• **DIRECTION**
Write out, word for word, the lines starting at the one that contains "Detect whitewashed plaster" and ending at the one that contains "[301, 407, 394, 456]".

[Lines from an annotation dataset]
☆ ☆ ☆ ☆ ☆ ☆ ☆
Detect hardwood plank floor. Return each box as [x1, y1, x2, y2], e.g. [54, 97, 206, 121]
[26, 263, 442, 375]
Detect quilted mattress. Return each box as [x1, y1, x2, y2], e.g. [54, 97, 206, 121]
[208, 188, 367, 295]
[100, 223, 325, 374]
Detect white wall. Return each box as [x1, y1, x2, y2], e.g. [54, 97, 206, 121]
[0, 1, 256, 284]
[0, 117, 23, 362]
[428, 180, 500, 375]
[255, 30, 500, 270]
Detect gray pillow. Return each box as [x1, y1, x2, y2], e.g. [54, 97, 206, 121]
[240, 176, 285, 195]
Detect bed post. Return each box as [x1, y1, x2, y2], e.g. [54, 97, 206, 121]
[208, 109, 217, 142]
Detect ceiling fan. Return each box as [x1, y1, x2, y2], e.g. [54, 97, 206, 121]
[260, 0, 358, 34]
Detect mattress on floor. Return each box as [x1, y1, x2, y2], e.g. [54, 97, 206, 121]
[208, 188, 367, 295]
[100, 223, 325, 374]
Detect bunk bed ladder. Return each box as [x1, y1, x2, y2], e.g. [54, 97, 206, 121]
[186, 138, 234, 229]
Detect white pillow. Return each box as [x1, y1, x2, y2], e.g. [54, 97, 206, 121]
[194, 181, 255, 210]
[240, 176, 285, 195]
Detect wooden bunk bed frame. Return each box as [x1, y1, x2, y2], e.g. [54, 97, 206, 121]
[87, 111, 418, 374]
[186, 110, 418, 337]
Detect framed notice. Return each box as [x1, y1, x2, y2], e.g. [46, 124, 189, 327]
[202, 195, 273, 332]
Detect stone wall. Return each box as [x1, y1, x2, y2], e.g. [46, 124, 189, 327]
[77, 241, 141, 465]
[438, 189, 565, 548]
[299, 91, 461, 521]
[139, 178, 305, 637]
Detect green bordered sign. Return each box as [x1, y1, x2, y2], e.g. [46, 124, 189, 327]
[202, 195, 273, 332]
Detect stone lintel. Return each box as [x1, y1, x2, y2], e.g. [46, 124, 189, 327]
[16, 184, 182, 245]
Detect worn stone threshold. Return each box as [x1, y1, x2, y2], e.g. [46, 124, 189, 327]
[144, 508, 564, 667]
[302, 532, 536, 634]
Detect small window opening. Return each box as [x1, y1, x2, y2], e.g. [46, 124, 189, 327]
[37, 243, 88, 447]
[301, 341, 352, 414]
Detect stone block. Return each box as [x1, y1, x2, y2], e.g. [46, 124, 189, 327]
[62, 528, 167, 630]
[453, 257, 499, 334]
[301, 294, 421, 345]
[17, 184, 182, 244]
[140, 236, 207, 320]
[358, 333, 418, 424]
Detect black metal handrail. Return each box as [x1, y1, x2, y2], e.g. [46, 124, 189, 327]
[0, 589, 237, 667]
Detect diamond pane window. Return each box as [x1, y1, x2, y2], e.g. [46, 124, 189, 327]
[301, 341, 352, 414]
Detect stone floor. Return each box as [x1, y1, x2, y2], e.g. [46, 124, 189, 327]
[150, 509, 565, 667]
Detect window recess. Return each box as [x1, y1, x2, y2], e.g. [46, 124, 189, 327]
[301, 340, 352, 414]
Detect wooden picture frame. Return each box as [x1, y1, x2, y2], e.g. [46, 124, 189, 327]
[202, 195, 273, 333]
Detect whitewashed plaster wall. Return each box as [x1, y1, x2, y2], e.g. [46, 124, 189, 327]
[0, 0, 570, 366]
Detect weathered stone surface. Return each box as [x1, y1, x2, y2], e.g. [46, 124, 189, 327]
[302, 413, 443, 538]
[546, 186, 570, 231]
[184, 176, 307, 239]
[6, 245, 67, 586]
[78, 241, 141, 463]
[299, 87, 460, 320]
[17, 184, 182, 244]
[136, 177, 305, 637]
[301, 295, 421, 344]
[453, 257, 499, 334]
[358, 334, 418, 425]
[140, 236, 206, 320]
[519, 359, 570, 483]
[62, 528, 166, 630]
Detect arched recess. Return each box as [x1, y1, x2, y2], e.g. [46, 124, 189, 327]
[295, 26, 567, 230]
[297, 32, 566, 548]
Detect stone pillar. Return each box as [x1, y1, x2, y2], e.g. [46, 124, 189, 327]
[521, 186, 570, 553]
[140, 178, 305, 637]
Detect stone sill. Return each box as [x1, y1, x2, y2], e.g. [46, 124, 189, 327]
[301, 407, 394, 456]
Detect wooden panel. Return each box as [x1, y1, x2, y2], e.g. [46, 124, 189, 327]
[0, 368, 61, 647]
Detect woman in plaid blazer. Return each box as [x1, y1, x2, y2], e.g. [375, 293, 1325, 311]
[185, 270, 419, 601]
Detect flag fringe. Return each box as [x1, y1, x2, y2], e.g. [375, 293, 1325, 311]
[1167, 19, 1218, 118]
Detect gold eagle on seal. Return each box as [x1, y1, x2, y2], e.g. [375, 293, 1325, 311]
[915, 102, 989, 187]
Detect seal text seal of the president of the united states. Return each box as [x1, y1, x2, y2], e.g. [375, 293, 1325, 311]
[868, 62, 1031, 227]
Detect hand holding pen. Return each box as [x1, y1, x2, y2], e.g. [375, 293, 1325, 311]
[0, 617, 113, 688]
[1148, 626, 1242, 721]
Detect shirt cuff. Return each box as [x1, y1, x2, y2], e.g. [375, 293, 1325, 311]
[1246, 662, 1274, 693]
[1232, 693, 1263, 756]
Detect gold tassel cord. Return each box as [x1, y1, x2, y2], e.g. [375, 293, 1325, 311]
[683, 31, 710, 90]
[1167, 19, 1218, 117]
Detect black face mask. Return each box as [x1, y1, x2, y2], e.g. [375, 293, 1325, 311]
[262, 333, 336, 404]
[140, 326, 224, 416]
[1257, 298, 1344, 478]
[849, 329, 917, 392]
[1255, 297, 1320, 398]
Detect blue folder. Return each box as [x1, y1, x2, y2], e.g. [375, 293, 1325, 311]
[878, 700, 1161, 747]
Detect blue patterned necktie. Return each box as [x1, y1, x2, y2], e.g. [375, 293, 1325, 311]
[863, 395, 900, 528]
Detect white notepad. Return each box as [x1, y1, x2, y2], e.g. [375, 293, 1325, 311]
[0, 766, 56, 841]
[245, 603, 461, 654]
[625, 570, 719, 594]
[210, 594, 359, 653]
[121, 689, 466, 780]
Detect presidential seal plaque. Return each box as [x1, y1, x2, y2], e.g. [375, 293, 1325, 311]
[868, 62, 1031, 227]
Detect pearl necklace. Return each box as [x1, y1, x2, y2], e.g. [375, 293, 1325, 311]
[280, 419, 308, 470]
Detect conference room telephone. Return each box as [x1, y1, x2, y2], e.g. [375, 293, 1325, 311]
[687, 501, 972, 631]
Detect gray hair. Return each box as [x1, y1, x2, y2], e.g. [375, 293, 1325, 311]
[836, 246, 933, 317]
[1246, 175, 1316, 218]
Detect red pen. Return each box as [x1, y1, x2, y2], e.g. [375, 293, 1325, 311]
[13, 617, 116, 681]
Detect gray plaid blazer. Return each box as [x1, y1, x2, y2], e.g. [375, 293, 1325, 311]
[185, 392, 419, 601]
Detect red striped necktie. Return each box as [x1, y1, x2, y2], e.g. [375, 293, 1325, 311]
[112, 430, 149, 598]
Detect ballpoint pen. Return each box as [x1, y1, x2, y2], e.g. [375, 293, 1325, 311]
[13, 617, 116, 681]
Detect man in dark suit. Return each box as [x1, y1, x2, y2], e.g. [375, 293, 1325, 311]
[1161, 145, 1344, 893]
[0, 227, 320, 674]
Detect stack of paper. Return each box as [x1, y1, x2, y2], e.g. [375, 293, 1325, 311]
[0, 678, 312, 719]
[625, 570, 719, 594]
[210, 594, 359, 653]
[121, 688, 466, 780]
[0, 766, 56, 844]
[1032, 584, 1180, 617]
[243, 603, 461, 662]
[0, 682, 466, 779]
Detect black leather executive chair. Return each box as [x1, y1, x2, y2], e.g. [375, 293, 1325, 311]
☆ ☆ ☆ ☆ ☆ ☆ ☆
• **SOLUTION BELOW**
Detect whitewashed plaster wall. Return each box as [x1, y1, x2, y2], e.g. [46, 124, 189, 327]
[0, 0, 570, 366]
Detect weathered stone surface. Return each box as [x1, y1, x2, y2], e.g. [46, 124, 189, 327]
[302, 413, 443, 538]
[546, 186, 570, 231]
[184, 176, 307, 239]
[6, 245, 67, 586]
[78, 241, 141, 463]
[299, 87, 460, 320]
[17, 184, 182, 244]
[136, 177, 305, 637]
[301, 295, 421, 344]
[453, 257, 499, 334]
[358, 334, 418, 425]
[140, 236, 206, 320]
[519, 359, 570, 483]
[62, 528, 166, 630]
Detect arched recess. Return each box as [x1, y1, x2, y2], e.g. [46, 124, 189, 327]
[295, 26, 567, 230]
[297, 32, 566, 548]
Detect stone pillar. Return each box as [x1, y1, x2, y2], e.g. [46, 124, 189, 327]
[521, 186, 570, 553]
[140, 178, 305, 637]
Detect stone sill. Return each box as [x1, y1, x2, y2], e.g. [46, 124, 189, 327]
[301, 407, 394, 456]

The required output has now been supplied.